La vicenda riguardava due turisti napoletani che, nell’agosto 2012, avevano acquistato un pacchetto all-inclusive per Cuba, viaggio poi rovinato in quanto, nella realtà, nulla corrispondeva a quanto garantito e venduto.

Non solo il volo era partito con più di tre ore di ritardo ma, giunti all’hotel, la coppia aveva riscontrato la presenza di lenzuola sporche e capelli nel lavandino della propria camera, nonché la presenza di bottiglie nella piscina dell’hotel. Anche il cibo risultava di pessima qualità.

Prove alla mano, i turisti avevano adito il Giudice di Pace per ottenere il risarcimento dei danni. Tale domanda era stata accolta, ma la decisione era stata ribaltata in secondo grado dal Tribunale di Napoli, che aveva ritenuto estinto il diritto della coppia per intervenuta prescrizione. Si è quindi arrivati dinnanzi alla Corte di Cassazione, che ha dato ragione ai turisti e ha riconosciuto il diritto al risarcimento dei danni non patrimoniali.

La Corte rileva che l’articolo 44 del codice del turismo (Decreto Legislativo n. 79 del 2011) deve essere inteso in modo tale da includere anche i danni non patrimoniali ex art. 2059 del Codice Civile. Anche il termine di prescrizione deve considerarsi di tre anni e non di un anno come indicato dall’art. 45, comma 3, dello stesso decreto per altri tipi di danni.

La decisione della Cassazione non è un fulmine a ciel sereno; piuttosto, si inserisce in una tradizione giurisprudenziale che ha sempre più riconosciuto la risarcibilità del danno non patrimoniale.

Tale risarcibilità è già sancita dalla legge oltre che dalla giurisprudenza della Corte di Giustizia Europea (CGE). In particolare, ai sensi dell’art. 46 del Codice del Turismo, nel caso in cui l’inadempimento delle prestazioni che formano oggetto del pacchetto non sia di scarsa importanza, “il viaggiatore può chiedere all’organizzatore o al venditore, secondo la responsabilità derivante dalla violazione dei rispettivi obblighi assunti con i rispettivi contratti, oltre ed indipendentemente dalla risoluzione del contratto, un risarcimento del danno correlato al tempo di vacanza inutilmente trascorso ed all’irripetibilità dell’occasione perduta”.

Nell’argomentazione la Cassazione ha citato una sentenza della Corte di Giustizia Europea, che pronunciandosi in via pregiudiziale sull’interpretazione dell’art. 5 della Direttiva n. 90/314/CEE, ha affermato che il suddetto articolo “deve essere interpretato nel senso che in linea di principio il consumatore ha diritto al risarcimento del danno morale derivante dall’inadempimento o dalla cattiva esecuzione delle prestazioni fornite in caso di un viaggio tutto compreso”, in quanto nel settore dei viaggi a finalità turistica si segnalano spesso “danni diversi da quelli corporali”.
════════════════
**COMPITO SCRITTO**
Scrivi il seguito dell'articolo sulla vacanza rovinata a Cuba, ripartendo dal punto in cui si ferma. Le voci riportate qui sotto non servono per svolgere il lavoro.
════════════════
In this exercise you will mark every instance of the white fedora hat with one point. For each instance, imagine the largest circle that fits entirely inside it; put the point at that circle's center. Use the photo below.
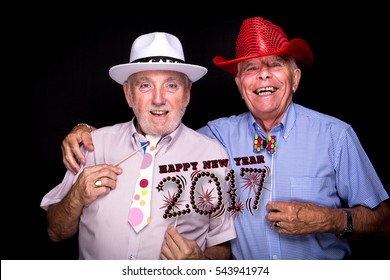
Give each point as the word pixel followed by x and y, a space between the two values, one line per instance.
pixel 156 51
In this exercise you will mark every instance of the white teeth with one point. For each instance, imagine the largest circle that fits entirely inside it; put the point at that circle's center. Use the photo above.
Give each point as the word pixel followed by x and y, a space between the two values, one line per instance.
pixel 265 91
pixel 158 112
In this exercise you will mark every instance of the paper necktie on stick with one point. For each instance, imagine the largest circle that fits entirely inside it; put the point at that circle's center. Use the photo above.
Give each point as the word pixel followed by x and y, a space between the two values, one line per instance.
pixel 260 144
pixel 139 215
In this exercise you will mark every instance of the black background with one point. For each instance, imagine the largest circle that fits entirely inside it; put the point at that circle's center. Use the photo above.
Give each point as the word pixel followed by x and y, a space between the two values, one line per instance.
pixel 59 62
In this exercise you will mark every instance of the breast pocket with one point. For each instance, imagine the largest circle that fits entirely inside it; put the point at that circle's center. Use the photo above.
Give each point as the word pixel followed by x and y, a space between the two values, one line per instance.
pixel 318 190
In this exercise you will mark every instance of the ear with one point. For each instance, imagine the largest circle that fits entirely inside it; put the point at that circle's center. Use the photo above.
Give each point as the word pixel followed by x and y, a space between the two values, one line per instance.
pixel 238 83
pixel 126 91
pixel 296 79
pixel 188 94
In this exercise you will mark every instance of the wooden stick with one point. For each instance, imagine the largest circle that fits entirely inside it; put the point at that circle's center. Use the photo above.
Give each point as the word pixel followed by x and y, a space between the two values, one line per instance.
pixel 132 153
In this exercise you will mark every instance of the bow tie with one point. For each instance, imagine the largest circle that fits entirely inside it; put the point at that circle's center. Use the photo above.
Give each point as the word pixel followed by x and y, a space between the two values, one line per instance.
pixel 260 144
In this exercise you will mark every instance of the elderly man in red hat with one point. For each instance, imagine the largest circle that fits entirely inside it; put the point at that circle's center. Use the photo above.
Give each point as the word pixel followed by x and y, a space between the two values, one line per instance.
════════════════
**RISPOSTA ALL'ESERCIZIO**
LA MASSIMA SENTENZA N. 5271 DEL 2023

La Corte di Giustizia, già nel 2002 (sentenza 12 marzo 2002, n. 168), pronunciandosi in via pregiudiziale sull’interpretazione dell’art. 5 della direttiva n. 90/314/CEE, ha affermato che il suddetto articolo “deve essere interpretato nel senso che in linea di principio il consumatore ha diritto al risarcimento del danno morale derivante dall’inadempimento o dalla cattiva esecuzione delle prestazioni fornite in occasione di un viaggio tutto compreso”, mettendo in evidenza che nel settore dei viaggi turistici si segnalano spesso “danni diversi da quelli corporali”, “al di là dell’indennizzo delle sofferenze fisiche” e che “tutti gli ordinamenti giuridici moderni (riconoscono)..un’importanza sempre maggiore alle vacanze”.

Tra i danni alla persona sono compresi quelli di carattere non patrimoniale, di cui all’art. 2059 c.c., come categoria ampia ed unitaria concernente la lesione di interessi inerenti la persona.

 


 


TESTO DELLA SENTENZA N. 5271 DEL 2023

CORTE DI CASSAZIONE, SEZ. III CIVILE – SENTENZA 20 febbraio 2023 N. 5271

3.1. Il primo motivo – che sostiene la nullità della sentenza impugnata per mancata indicazione nella intestazione di una delle parti ( S.G.) – è infondato in ragione del principio secondo cui “L’omessa o inesatta indicazione del nome di una delle parti nell’intestazione della sentenza va considerata un mero errore materiale, emendabile con la procedura di cui agli artt. 287 e 288 c.p.c., quando dal contesto della sentenza risulti con sufficiente chiarezza l’esatta identità di tutte le parti e comporta, viceversa, la nullità della sentenza qualora da essa si deduca che non si è regolarmente costituito il contraddittorio, ai sensi dell’art. 101 c.p.c., e quando sussiste una situazione di incertezza, non eliminabile a mezzo della lettura dell’intero provvedimento, in ordine ai soggetti cui la decisione si riferisce” (tra le varie Cass. N. 19437/2019). Nella specie, la mancata indicazione del nome del S. nell’intestazione della sentenza deve essere considerata mero errore materiale, posto che nella motivazione e, per ben due volte, nel dispositivo della stessa è fatto riferimento agli “appellati”.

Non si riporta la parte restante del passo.